Wednesday, July 27, 2005

Violência da Existência

Senti a dor de cabeça a chegar, com a certeza da nuvem que cobriu o sol durante segundos. Ainda me tentei convencer que não duraria muito e que com a mesma rapidez que a nuvem cobriu e descobriu o sol, também o latejar duraria o tempo da nuvem a cobrir o sol.
Mas a nuvem cobriu e descobriu o sol mais um sem fim de vezes ao mesmo tempo que a minha dor de cabeça se mantinha constante, com uma aceleração de 0. Se tivesse acompanhado a nuvem e o sol, seria uma excelente enxaqueca.

A noite ontem não estava fadada para ser perfeita; um cinema romântico, um pulinho a um bar e depois. O cinema até correu bem, estávamos de mãos dadas, o peito subia e descia com exaltação; não das peripécias vividas pela moça que ansiava pelo seu amor, mas sim pela violência com que o Mickey Rourke esmagava a cabeça de um informador contra o macadame com o carro em movimento. E uma continuação de outros fait divers, o Bruce Willis a desfazer uma cara amarela com os punhos – algo a que já nos habituou – excepto a parte colorida, o Elijah Wood a ser comido por um cão após lhe terem sido cerrados as pernas e os braços, uma prostituta feita Uma Thurman com sabres e estrelas da morte em forma de suástica.
Acabou o filme num clima não apropriado ao romance. Chovia, chovia tanto. Bem, a chuva é romântica, ainda podia salvar a noite. Sugeri:
«Então, vamos dar um saltinho aos artistas?»
“Mas está a chover...”
Merda, ir a esse bar implicava mais de dez minutos a pé, garantindo um bom lugar para o carro perto da baixa. Valia pela decoração, pelo jazz, pela Audrey Hepburn com o cigarro e a boquilha, pelo Marlon Brando no «Apocalipse Now», pelo Robert de Niro no «Taxi Driver». Mais os mojitos, as caipirinhas e o jazz.
“Vamos para casa, está a chover.”
Chuva romântica para a puta que a pariu. Dava uma facada no bucho a quem me dissesse isso agora. Porque ir para casa implicava casas diferentes. Anuí cobardemente,
«Está bem.»

Entradas de indicação de objetos nomeados:
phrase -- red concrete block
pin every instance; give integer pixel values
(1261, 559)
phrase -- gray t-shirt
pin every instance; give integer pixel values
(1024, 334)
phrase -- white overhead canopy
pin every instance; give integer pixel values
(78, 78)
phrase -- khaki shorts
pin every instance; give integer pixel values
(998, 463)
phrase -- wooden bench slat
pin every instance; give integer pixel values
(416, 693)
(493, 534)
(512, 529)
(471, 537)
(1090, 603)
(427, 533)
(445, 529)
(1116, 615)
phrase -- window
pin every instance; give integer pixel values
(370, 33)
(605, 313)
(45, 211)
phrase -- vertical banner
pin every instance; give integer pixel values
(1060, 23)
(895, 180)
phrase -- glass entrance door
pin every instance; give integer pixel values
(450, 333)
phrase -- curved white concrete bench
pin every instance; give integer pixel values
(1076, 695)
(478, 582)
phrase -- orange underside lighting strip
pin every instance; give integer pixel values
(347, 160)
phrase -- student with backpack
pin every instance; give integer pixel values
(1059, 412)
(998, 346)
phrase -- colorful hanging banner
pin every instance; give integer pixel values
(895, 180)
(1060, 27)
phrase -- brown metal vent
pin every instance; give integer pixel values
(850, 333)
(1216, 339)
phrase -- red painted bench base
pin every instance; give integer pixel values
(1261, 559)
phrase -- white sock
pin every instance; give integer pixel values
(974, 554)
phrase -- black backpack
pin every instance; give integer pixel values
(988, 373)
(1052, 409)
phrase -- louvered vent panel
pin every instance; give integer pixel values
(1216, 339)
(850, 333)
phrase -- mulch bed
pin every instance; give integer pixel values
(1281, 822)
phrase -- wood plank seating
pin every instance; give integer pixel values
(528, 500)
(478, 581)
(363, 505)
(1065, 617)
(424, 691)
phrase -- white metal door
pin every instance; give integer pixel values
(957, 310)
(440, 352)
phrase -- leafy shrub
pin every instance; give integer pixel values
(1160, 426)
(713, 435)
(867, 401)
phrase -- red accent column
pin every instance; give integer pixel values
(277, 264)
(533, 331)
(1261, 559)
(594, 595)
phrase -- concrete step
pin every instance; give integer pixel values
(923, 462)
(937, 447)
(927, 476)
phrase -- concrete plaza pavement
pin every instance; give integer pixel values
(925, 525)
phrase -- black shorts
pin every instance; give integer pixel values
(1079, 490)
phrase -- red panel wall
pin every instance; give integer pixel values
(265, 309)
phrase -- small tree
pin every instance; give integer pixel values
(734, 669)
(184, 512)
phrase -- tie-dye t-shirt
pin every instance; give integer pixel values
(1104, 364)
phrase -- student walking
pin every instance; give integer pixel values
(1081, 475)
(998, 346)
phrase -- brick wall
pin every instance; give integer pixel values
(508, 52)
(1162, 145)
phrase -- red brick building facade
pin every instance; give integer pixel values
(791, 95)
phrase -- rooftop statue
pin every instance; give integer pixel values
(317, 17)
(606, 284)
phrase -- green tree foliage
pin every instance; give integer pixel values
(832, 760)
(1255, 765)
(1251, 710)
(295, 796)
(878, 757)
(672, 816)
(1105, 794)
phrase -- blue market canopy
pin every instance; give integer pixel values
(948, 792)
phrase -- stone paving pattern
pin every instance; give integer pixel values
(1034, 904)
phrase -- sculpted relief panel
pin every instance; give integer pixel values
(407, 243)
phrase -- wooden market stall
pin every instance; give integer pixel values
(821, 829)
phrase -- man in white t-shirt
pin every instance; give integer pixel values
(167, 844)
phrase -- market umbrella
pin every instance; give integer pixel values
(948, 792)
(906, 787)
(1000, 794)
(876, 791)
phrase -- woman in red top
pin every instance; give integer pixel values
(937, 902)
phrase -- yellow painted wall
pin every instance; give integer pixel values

**Tarefa proposta 1:** Transcreva o trecho do texto da página de "Senti a dor" a "uma excelente enxaqueca.".
**Tarefa proposta 2:** Segundo o texto da página, quanto tempo a pé implicava ir ao bar sugerido?

**Resolução escrita 1:**
Senti a dor de cabeça a chegar, com a certeza da nuvem que cobriu o sol durante segundos. Ainda me tentei convencer que não duraria muito e que com a mesma rapidez que a nuvem cobriu e descobriu o sol, também o latejar duraria o tempo da nuvem a cobrir o sol.
Mas a nuvem cobriu e descobriu o sol mais um sem fim de vezes ao mesmo tempo que a minha dor de cabeça se mantinha constante, com uma aceleração de 0. Se tivesse acompanhado a nuvem e o sol, seria uma excelente enxaqueca.

**Resolução escrita 2:** Mais de dez minutos a pé.